## begin Exercise data

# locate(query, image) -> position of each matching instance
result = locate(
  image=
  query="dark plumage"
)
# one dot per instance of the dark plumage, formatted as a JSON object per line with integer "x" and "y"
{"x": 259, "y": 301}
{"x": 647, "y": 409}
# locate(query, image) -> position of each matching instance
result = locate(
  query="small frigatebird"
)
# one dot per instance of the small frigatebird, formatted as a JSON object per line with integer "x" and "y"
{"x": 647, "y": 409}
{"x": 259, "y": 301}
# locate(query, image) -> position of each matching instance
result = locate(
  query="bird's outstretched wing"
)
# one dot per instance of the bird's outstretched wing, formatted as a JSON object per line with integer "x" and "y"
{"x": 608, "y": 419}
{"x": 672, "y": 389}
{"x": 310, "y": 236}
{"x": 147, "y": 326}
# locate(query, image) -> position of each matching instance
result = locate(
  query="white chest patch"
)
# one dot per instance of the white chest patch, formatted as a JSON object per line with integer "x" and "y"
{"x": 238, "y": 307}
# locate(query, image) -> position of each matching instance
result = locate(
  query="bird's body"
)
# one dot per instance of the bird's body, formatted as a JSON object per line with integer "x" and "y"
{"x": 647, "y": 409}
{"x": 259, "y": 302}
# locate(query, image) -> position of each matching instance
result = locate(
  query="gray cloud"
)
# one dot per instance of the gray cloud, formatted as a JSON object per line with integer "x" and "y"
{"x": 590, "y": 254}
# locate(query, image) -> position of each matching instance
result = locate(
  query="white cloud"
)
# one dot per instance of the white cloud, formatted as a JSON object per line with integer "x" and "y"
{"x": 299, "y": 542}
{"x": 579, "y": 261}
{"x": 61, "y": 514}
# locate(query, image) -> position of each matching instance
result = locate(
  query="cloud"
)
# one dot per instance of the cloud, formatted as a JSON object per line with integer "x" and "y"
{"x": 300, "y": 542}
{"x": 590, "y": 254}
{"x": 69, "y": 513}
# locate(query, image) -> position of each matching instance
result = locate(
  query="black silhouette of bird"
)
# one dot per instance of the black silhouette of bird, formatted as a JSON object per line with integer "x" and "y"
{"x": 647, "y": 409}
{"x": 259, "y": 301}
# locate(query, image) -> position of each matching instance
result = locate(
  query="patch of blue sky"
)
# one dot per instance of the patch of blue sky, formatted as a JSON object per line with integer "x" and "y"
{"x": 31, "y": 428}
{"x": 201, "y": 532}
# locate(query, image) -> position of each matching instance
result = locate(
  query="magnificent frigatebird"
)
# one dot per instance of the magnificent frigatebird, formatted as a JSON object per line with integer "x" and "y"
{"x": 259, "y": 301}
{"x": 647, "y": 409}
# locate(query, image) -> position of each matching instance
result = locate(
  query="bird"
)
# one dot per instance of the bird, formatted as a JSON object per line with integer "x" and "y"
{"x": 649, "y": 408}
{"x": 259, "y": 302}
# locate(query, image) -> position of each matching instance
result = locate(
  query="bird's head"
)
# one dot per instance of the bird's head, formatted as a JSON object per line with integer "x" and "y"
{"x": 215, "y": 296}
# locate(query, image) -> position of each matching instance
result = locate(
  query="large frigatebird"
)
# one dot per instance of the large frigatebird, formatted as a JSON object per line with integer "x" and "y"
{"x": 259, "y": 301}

## end Exercise data
## begin Exercise data

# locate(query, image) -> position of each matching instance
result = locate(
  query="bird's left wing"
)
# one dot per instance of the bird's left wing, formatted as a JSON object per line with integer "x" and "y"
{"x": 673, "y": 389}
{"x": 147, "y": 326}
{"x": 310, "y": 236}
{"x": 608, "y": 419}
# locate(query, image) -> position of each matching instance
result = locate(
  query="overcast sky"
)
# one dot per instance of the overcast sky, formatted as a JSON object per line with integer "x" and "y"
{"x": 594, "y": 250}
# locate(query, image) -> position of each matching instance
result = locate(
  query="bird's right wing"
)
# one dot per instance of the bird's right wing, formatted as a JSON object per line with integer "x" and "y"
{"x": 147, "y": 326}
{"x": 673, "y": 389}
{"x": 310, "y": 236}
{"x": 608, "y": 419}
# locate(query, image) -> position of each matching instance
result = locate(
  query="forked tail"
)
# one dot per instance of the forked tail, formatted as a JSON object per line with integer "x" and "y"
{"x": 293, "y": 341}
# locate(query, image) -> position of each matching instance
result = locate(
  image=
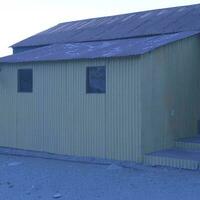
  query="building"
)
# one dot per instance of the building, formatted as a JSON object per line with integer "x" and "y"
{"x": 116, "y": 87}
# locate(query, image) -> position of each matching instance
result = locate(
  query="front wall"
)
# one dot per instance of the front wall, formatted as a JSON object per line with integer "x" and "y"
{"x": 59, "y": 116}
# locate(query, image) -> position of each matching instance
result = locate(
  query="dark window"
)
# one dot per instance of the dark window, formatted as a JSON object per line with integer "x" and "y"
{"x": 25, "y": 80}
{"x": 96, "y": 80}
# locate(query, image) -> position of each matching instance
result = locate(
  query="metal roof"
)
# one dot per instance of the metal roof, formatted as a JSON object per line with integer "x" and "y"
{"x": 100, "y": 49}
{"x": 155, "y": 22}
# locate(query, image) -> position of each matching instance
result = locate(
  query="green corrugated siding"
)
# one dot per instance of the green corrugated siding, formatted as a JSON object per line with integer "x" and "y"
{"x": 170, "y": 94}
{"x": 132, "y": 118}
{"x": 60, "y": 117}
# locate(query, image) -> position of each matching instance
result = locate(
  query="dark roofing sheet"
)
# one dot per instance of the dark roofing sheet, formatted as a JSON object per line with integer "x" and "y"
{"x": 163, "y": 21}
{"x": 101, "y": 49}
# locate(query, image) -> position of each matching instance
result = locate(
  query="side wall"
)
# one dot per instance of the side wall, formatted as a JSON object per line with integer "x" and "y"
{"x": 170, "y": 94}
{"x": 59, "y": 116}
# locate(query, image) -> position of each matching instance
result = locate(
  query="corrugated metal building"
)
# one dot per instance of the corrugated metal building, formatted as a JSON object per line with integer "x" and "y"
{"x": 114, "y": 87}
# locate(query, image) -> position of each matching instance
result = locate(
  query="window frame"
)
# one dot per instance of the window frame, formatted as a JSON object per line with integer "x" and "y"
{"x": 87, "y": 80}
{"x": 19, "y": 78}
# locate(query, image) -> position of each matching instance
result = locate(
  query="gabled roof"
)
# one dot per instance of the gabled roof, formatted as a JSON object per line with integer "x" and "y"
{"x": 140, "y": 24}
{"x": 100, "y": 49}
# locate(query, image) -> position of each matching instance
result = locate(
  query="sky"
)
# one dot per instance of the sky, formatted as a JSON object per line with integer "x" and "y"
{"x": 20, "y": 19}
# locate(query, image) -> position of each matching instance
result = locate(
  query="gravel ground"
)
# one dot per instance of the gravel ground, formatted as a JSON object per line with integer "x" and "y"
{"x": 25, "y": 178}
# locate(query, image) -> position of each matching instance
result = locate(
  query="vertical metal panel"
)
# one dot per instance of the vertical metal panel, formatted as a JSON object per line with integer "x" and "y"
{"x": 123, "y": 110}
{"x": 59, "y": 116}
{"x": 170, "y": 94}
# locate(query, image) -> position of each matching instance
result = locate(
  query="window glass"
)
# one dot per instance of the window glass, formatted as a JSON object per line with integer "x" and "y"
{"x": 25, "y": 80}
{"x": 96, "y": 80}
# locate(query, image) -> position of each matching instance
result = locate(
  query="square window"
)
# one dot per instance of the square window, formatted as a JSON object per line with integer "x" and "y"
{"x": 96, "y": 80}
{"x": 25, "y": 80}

## end Exercise data

• Task description
Locate every line in the listing that contains the word "sheet", and copy each of those lines.

• Answer
  query="dark roofing sheet"
# one dot per instance of the dark roofing sheet, formatted as a JSON object per line with integer "x" and "y"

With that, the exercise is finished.